_What is needed_
Output each entry in full so that the result matches the data exactly.

(Dataset entries)

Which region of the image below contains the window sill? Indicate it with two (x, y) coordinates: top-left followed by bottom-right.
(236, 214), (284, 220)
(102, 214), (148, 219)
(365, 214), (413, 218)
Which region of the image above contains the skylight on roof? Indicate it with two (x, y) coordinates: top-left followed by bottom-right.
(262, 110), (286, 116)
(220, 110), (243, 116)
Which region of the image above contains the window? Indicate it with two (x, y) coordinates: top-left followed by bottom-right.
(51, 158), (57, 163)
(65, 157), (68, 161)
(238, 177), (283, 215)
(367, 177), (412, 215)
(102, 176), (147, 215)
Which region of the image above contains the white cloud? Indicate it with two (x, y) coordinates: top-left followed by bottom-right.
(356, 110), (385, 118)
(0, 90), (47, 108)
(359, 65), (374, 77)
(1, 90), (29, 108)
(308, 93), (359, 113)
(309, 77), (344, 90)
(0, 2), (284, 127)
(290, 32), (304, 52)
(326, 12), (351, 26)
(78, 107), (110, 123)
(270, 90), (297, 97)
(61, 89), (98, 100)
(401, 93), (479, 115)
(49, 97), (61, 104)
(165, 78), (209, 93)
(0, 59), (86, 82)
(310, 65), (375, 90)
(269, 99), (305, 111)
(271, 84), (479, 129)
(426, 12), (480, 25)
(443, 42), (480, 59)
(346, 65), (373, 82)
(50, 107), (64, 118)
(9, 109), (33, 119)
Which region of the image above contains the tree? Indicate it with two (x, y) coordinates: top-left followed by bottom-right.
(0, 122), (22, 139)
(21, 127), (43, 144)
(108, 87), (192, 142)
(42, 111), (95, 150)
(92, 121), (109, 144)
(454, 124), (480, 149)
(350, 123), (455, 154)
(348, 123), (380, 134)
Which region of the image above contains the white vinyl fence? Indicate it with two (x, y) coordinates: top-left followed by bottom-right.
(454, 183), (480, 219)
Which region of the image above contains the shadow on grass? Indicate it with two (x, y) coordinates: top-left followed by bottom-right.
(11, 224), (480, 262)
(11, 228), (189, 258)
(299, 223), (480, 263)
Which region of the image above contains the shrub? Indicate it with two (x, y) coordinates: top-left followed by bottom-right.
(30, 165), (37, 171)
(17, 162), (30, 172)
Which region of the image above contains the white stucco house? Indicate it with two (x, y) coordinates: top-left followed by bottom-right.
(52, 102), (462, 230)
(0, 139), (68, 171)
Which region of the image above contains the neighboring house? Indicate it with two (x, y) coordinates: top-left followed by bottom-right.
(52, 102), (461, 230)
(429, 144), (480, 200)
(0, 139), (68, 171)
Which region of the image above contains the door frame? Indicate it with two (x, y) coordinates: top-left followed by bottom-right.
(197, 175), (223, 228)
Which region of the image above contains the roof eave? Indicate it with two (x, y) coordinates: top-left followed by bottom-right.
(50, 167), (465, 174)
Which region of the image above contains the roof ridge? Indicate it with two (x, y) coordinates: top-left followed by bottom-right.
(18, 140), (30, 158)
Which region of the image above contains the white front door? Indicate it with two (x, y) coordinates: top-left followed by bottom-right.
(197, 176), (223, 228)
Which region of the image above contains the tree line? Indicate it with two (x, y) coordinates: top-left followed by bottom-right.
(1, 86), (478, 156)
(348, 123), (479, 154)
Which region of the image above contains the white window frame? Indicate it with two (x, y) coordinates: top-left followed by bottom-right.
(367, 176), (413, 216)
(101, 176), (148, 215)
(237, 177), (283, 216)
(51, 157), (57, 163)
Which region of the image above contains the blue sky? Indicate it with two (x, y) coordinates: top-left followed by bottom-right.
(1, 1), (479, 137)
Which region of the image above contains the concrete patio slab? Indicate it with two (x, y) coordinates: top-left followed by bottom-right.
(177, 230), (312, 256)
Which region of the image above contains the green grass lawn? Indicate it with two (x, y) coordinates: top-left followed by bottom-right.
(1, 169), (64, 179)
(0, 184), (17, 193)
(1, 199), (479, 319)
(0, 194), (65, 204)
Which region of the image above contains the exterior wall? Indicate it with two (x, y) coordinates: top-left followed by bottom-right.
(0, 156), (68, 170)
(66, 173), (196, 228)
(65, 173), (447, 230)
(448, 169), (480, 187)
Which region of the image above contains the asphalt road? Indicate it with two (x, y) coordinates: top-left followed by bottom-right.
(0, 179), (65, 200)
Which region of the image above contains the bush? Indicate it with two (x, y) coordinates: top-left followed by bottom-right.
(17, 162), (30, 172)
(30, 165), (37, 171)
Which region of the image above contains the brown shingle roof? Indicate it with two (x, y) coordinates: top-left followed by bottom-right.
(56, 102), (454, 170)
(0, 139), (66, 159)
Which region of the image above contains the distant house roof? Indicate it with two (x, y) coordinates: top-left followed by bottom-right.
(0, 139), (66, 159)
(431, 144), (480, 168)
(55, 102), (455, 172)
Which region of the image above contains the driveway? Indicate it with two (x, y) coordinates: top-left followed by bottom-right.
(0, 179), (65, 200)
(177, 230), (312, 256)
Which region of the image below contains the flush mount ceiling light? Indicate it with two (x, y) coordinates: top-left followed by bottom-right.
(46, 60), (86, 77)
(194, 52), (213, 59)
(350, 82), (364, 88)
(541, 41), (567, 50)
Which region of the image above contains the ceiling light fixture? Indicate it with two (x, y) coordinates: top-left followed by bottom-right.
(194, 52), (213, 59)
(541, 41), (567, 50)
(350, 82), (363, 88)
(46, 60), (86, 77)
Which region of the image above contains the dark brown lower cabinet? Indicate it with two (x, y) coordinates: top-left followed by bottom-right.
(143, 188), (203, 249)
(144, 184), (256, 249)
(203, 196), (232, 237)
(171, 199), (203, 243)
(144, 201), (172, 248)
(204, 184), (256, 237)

_Response_
Which region of the image below contains the window sill? Indicate it with two (x, y) coordinates: top-left followed by bottom-right.
(236, 214), (284, 220)
(102, 214), (148, 219)
(365, 214), (413, 218)
Which region of the image above contains the skylight on roof? Indicate it with two (x, y) coordinates: top-left followed by bottom-right.
(262, 110), (286, 116)
(220, 110), (243, 116)
Which region of the image above contains the window? Indicate it with two (x, y) coordinates: top-left followed by bottom-right.
(51, 158), (57, 163)
(65, 157), (68, 161)
(238, 177), (283, 215)
(367, 177), (412, 215)
(102, 176), (147, 215)
Which region of the image above contains the white cloud? Indicate it with two (x, y) coordinates: top-left followed by bottom-right.
(356, 110), (385, 118)
(0, 90), (47, 108)
(359, 65), (374, 77)
(1, 90), (29, 108)
(308, 93), (359, 113)
(309, 77), (344, 90)
(0, 2), (284, 127)
(290, 32), (304, 52)
(326, 12), (351, 26)
(78, 107), (110, 123)
(270, 90), (297, 97)
(61, 89), (98, 100)
(401, 93), (479, 115)
(49, 97), (61, 104)
(165, 78), (209, 93)
(0, 59), (86, 82)
(310, 65), (375, 90)
(269, 99), (305, 111)
(271, 84), (479, 129)
(426, 12), (480, 25)
(443, 42), (480, 59)
(346, 65), (373, 82)
(50, 107), (64, 118)
(9, 109), (33, 119)
Which region of the image above contains the tree? Indicate it with two (x, y) coordinates: top-left followed by bottom-right.
(0, 122), (22, 139)
(21, 127), (43, 144)
(108, 87), (192, 142)
(42, 111), (95, 150)
(92, 121), (109, 144)
(454, 124), (480, 149)
(350, 123), (455, 154)
(348, 123), (380, 134)
Which region of the image above contains the white vinyl fence? Indicate it with two (x, y) coordinates: top-left followed by bottom-right.
(454, 183), (480, 219)
Which region of the image above contains the shadow on grass? Indicate it with two (x, y) coordinates: top-left followed by bottom-right.
(11, 224), (480, 262)
(11, 228), (189, 258)
(299, 223), (480, 263)
Which region of the image above contains the shrub? Indicate it with two (x, y) coordinates: top-left followed by bottom-right.
(30, 165), (37, 171)
(17, 162), (30, 172)
Which region of the image above contains the white stucco house? Indicate it with two (x, y) coordinates: top-left followed by bottom-right.
(52, 102), (462, 230)
(0, 139), (68, 171)
Which region of the image above contains the neighboring house? Indicate it with two (x, y) coordinates: top-left followed by bottom-right.
(52, 102), (461, 230)
(429, 144), (480, 200)
(0, 139), (68, 171)
Which region of the image above contains the door frame? Indicate it with two (x, y) coordinates: top-left followed by bottom-right.
(197, 175), (223, 228)
Which region of the image above contains the roof eave? Indicate it with two (x, y) coordinates: top-left followed by bottom-right.
(50, 167), (465, 174)
Which region of the image above contains the roof ridge? Indicate it with two (x, y) coordinates: top-left followed by bottom-right.
(18, 140), (30, 158)
Which region of the image above contains the white front door? Indicate it with two (x, y) coordinates: top-left followed by bottom-right.
(197, 176), (223, 228)
Which region of the image above contains the tree line? Indicate it with two (x, y) coordinates: top-left followed by bottom-right.
(1, 86), (478, 156)
(348, 123), (479, 154)
Which region of the image above contains the white window frame? Indicate it with two (x, y) coordinates: top-left followed by bottom-right.
(367, 176), (413, 216)
(101, 176), (148, 215)
(237, 177), (283, 216)
(51, 157), (57, 163)
Which region of the image above contains the blue sky? Indicate it with two (x, y) coordinates: top-left followed by bottom-right.
(1, 1), (479, 137)
Which region of the image above contains the concrete patio slab? Indicate it with two (x, y) coordinates: top-left followed by bottom-right.
(177, 230), (312, 256)
Which region of the image above contains the green grass lawn? Indicate it with two (x, y) coordinates: top-left followed by bottom-right.
(1, 169), (64, 179)
(0, 184), (17, 193)
(1, 199), (479, 319)
(0, 194), (65, 204)
Which region of the image above contains the exterior wall? Indicate it with two (x, y) coordinates: top-left followed by bottom-right.
(0, 156), (68, 170)
(66, 173), (196, 228)
(65, 173), (447, 230)
(448, 169), (480, 187)
Which region of the image above contains the asphalt road? Indicate it with two (x, y) coordinates: top-left followed by bottom-right.
(0, 179), (65, 200)
Which region of the image above contains the bush? Indicate it with two (x, y) coordinates: top-left followed by bottom-right.
(17, 162), (30, 172)
(30, 165), (37, 171)
Which region of the image above contains the brown shingle roof? Indicate it with two (x, y) coordinates: top-left followed by bottom-right.
(56, 102), (454, 170)
(0, 139), (66, 159)
Which region of the image above contains the distant house roof? Indicate it with two (x, y) coordinates: top-left followed by bottom-right.
(0, 139), (66, 159)
(431, 144), (480, 168)
(55, 102), (455, 172)
Which region of the image above contains the driveway? Indicate it with two (x, y) coordinates: top-left followed by bottom-right.
(0, 179), (65, 200)
(177, 230), (312, 256)
Which region of the image below contains the flush mount ceiling light? Indicate it with two (x, y) coordinates: top-left followed by bottom-right.
(46, 60), (86, 77)
(194, 52), (213, 59)
(350, 82), (364, 88)
(541, 41), (567, 50)
Which region of the image above contains the ceiling light fixture? Indicate it with two (x, y) coordinates: top-left followed by bottom-right.
(194, 52), (213, 59)
(541, 41), (567, 50)
(350, 82), (363, 88)
(46, 60), (86, 77)
Which region of the image above contains the dark brown lower cabinet? Indicate it with two (x, y) coordinates: top-left followed by bottom-right.
(143, 188), (203, 249)
(144, 184), (256, 249)
(203, 196), (232, 237)
(171, 199), (203, 243)
(144, 201), (172, 248)
(204, 184), (256, 237)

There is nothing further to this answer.